**Work instructions:**
Reproduce each of the following records without any deviation.

**Records for the task:**
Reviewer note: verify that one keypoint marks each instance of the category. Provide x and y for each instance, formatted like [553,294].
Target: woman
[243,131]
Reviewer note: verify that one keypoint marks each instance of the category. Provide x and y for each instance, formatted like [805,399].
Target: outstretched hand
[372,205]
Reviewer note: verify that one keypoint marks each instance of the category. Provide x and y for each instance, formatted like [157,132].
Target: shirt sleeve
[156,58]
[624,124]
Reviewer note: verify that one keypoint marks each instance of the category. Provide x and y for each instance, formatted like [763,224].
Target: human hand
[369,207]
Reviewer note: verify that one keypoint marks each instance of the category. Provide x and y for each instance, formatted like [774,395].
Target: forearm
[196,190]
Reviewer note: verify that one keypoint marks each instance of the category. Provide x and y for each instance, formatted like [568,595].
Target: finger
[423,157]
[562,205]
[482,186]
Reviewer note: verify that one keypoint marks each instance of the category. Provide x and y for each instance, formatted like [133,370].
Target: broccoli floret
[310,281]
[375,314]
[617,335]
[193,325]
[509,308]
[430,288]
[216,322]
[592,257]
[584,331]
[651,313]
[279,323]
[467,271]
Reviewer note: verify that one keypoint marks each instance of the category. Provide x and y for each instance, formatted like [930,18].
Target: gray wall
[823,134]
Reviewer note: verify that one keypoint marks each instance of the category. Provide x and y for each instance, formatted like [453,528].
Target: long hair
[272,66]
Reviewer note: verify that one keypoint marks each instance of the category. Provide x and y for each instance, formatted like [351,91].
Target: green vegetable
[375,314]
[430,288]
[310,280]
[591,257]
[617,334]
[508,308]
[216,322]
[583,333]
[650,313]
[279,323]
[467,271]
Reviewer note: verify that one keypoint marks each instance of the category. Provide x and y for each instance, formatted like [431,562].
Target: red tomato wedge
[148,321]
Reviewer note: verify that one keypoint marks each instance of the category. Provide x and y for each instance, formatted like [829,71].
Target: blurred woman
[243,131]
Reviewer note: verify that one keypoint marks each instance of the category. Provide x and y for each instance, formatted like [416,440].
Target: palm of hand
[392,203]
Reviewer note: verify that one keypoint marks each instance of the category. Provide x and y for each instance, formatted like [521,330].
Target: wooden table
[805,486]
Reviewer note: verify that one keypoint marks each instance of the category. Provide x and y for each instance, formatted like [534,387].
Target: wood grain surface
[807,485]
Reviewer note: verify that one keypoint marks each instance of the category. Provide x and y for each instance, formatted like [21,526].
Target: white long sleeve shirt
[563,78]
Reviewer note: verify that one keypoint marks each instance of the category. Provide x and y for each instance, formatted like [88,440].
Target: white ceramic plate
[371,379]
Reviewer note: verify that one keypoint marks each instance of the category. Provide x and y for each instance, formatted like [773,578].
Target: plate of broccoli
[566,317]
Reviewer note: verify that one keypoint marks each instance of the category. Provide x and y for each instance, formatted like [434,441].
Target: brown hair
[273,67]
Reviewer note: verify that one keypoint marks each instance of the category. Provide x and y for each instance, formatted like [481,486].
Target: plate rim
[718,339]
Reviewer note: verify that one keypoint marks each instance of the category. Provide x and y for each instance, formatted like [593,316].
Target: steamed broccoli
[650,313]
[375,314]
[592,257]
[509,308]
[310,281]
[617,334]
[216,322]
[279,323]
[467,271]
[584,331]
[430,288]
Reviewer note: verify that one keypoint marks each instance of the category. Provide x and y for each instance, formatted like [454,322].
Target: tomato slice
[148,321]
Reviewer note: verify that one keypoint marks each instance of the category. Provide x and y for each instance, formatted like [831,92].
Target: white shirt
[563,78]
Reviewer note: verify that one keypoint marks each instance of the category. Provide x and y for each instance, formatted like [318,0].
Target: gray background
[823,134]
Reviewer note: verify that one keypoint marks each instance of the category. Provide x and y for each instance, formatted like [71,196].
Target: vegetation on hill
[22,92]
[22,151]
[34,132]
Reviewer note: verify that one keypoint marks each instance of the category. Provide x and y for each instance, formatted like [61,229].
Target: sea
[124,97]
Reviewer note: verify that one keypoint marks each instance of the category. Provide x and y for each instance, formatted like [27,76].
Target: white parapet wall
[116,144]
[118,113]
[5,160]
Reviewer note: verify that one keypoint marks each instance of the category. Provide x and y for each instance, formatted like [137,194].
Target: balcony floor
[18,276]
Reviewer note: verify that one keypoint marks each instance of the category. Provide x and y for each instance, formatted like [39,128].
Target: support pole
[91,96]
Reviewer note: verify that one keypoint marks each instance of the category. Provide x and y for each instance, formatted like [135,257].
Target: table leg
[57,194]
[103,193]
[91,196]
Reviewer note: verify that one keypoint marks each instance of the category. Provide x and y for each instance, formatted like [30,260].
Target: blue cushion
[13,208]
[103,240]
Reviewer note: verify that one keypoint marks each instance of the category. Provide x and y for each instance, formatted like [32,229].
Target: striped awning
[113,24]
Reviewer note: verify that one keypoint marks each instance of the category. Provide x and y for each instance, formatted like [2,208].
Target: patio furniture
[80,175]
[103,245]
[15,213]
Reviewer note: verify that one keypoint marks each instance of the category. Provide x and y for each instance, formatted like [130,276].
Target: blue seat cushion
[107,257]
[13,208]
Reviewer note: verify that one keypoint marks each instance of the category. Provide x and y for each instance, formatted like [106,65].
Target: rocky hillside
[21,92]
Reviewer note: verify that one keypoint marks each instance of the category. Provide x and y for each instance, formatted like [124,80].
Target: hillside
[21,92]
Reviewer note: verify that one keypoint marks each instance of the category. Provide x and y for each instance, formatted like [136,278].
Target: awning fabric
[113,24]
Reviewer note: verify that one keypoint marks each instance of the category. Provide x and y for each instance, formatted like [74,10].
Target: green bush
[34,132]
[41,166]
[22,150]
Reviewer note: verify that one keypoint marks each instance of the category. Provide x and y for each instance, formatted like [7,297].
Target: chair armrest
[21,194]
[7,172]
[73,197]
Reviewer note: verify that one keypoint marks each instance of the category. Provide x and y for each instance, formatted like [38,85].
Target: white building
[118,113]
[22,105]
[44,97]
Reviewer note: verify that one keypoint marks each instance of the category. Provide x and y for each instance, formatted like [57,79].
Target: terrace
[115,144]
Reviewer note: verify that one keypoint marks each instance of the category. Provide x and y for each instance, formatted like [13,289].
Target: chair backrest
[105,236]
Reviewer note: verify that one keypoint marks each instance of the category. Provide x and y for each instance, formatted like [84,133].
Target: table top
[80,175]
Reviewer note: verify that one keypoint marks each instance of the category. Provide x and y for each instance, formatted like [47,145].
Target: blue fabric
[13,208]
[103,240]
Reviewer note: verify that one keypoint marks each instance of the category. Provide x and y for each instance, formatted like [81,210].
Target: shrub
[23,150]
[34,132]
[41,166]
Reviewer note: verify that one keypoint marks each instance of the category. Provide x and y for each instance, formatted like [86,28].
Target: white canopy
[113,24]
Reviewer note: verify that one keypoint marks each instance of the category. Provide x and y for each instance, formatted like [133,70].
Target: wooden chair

**Answer space:**
Reviewer note: verify that one keypoint marks each instance of the category. Provide x and y for each instance, formatted like [553,294].
Target: woman
[243,131]
Reviewer note: verify that one keypoint marks each instance of the category. Provide x and y for each instance, formatted like [805,399].
Target: outstretched hand
[372,205]
Reviewer note: verify that one keypoint marks each instance of the category. Provide x and y for each instance, formatted like [157,132].
Target: shirt sleeve
[156,58]
[624,124]
Reviewer note: verify that one keypoint marks each instance of the category. Provide x and y for each instance, formatted like [763,224].
Target: human hand
[369,207]
Reviewer note: verify that one keypoint marks each instance of the category. Provide x and y for each instance, formatted like [774,395].
Target: forearm
[196,190]
Reviewer note: verify that one keypoint marks each instance of the category. Provide x and y for each instance, formatted like [568,595].
Target: finger
[423,157]
[562,205]
[482,186]
Reviewer note: verify that one keypoint marks each instance of the category. Provide x and y for each instance, formatted like [133,370].
Target: broccoli floret
[310,281]
[375,314]
[617,335]
[193,325]
[509,308]
[430,288]
[216,322]
[592,257]
[584,331]
[651,313]
[279,323]
[467,271]
Reviewer note: verify that one keypoint marks each instance of the category. Provide x and y for each instance, formatted like [930,18].
Target: gray wall
[823,134]
Reviewer note: verify that one keypoint marks each instance of the category. Provide x and y for each instance, formatted like [453,528].
Target: long hair
[272,66]
Reviewer note: verify that one keypoint marks each instance of the category. Provide x and y for each instance, formatted like [351,91].
Target: green vegetable
[375,314]
[430,288]
[310,280]
[591,257]
[617,334]
[508,308]
[216,322]
[583,333]
[650,313]
[279,323]
[467,271]
Reviewer note: verify that one keypoint marks each instance of the category. Provide x and y for each instance, formatted like [431,562].
Target: red tomato wedge
[148,321]
Reviewer note: verify that one keypoint marks each instance of the category. Provide x and y for each instance, formatted like [829,71].
Target: blurred woman
[243,131]
Reviewer note: verify that one keypoint marks each instance of the category. Provide x and y for each instance, formatted like [416,440].
Target: palm of hand
[392,203]
Reviewer note: verify that one keypoint marks each instance of the category. Provide x and y for each instance, formatted like [521,330].
Target: wooden table
[805,486]
Reviewer note: verify that one keypoint marks each instance of the category. Provide x and y for each instance, formatted like [534,387].
Target: wood grain surface
[807,485]
Reviewer note: verify that one keypoint marks each instance of the category. Provide x and y for each instance, formatted like [21,526].
Target: white long sleeve shirt
[563,78]
Reviewer note: verify that one keypoint marks each instance of the category. Provide x and y for each instance, formatted like [88,440].
Target: white ceramic plate
[371,379]
Reviewer note: verify that one keypoint marks each instance of the category. Provide x and y for each instance, formatted like [773,578].
Target: plate of broccoli
[566,317]
Reviewer note: verify that one keypoint marks each instance of the category. Provide x and y for each instance, formatted like [434,441].
Target: brown hair
[273,67]
Reviewer note: verify that one keypoint marks each instance of the category. Provide x and y for each instance, formatted like [481,486].
Target: plate rim
[718,339]
Reviewer note: verify that one keypoint marks each instance of the category. Provide x and y for each instance, formatted like [593,316].
Target: steamed broccoli
[650,313]
[375,314]
[592,257]
[509,308]
[310,281]
[617,334]
[216,322]
[279,323]
[467,271]
[584,331]
[430,288]
Reviewer note: verify that one keypoint marks each instance of the category. Provide x and y for each instance, formatted like [454,322].
Target: tomato slice
[148,321]
Reviewer note: verify that one keypoint marks each instance of the category. Provide x and y for each instance, formatted like [831,92].
Target: white shirt
[563,78]
Reviewer note: verify that one keypoint marks each instance of the category. Provide x and y for each instance, formatted like [318,0].
Target: gray background
[823,134]
Reviewer note: verify that one keypoint marks each instance of the category. Provide x and y for each instance, formatted like [71,196].
Target: vegetation on hill
[22,92]
[22,151]
[34,132]
Reviewer note: verify that one keypoint marks each instance of the category. Provide x and y for each instance, formatted like [61,229].
Target: sea
[124,97]
Reviewer note: verify that one keypoint marks each instance of the category. Provide x and y for each instance, formatted like [27,76].
Target: white parapet wall
[116,144]
[118,113]
[5,160]
Reviewer note: verify that one keypoint marks each instance of the category. Provide x and y for each instance, formatted like [137,194].
Target: balcony floor
[18,276]
Reviewer note: verify that one keypoint marks each instance of the category. Provide x and y for each instance, formatted like [39,128].
Target: support pole
[91,96]
Reviewer note: verify that one keypoint marks each instance of the category. Provide x and y for each instance, formatted like [135,257].
Target: table leg
[57,194]
[103,193]
[91,196]
Reviewer note: verify that one keypoint marks each instance of the category. Provide x and y for each instance, formatted like [30,260].
Target: blue cushion
[13,208]
[103,240]
Reviewer note: verify that one keypoint marks each instance of the category. Provide x and y for each instance, formatted like [32,229].
Target: striped awning
[113,24]
Reviewer note: verify that one keypoint marks each instance of the category. Provide x and y for each instance, formatted like [2,208].
Target: patio furniture
[80,175]
[103,245]
[15,213]
Reviewer note: verify that one keypoint marks each instance of the category. Provide x and y for each instance, formatted like [130,276].
Target: blue seat cushion
[107,257]
[13,208]
Reviewer note: verify that one keypoint marks each instance of the category. Provide x and y for each instance, formatted like [106,65].
Target: rocky hillside
[21,92]
Reviewer note: verify that one keypoint marks each instance of the category. Provide x and y for each instance, formatted like [124,80].
Target: hillside
[21,92]
Reviewer note: verify that one keypoint marks each instance of the category. Provide x and y for each instance, formatted like [136,278].
Target: awning fabric
[113,24]
Reviewer note: verify that one keypoint marks each instance of the category. Provide x and y for each instance, formatted like [74,10].
Target: green bush
[34,132]
[41,166]
[22,150]
Reviewer note: verify that one keypoint marks each instance of the category. Provide x and y for each instance, formatted like [7,297].
Target: chair armrest
[21,194]
[7,172]
[73,197]
Reviewer note: verify that one keypoint marks each instance of the category. Provide x and y for each instance, formatted like [38,85].
Target: white building
[118,113]
[22,105]
[44,97]
Reviewer note: verify that one keypoint marks each instance of the category. Provide x and y for each instance, formatted like [57,79].
Target: terrace
[115,144]
Reviewer note: verify that one keypoint marks each instance of the category. Provide x and y for each instance, formatted like [13,289].
Target: chair backrest
[105,236]
Reviewer note: verify that one keypoint marks each instance of the category. Provide x and y for each instance, formatted like [84,133].
Target: table top
[80,175]
Reviewer note: verify that one keypoint marks each instance of the category. Provide x and y for each instance, formatted like [47,145].
Target: blue fabric
[13,208]
[103,240]
Reviewer note: verify that one keypoint marks each instance of the category. Provide x and y for each instance, formatted like [81,210].
Target: shrub
[23,150]
[34,132]
[41,166]
Reviewer note: verify that one keypoint marks each instance of the category. Provide x and y for each instance, formatted like [86,28].
Target: white canopy
[113,24]
Reviewer note: verify that one keypoint marks each instance of the category. Provide x and y for each instance, formatted like [133,70].
Target: wooden chair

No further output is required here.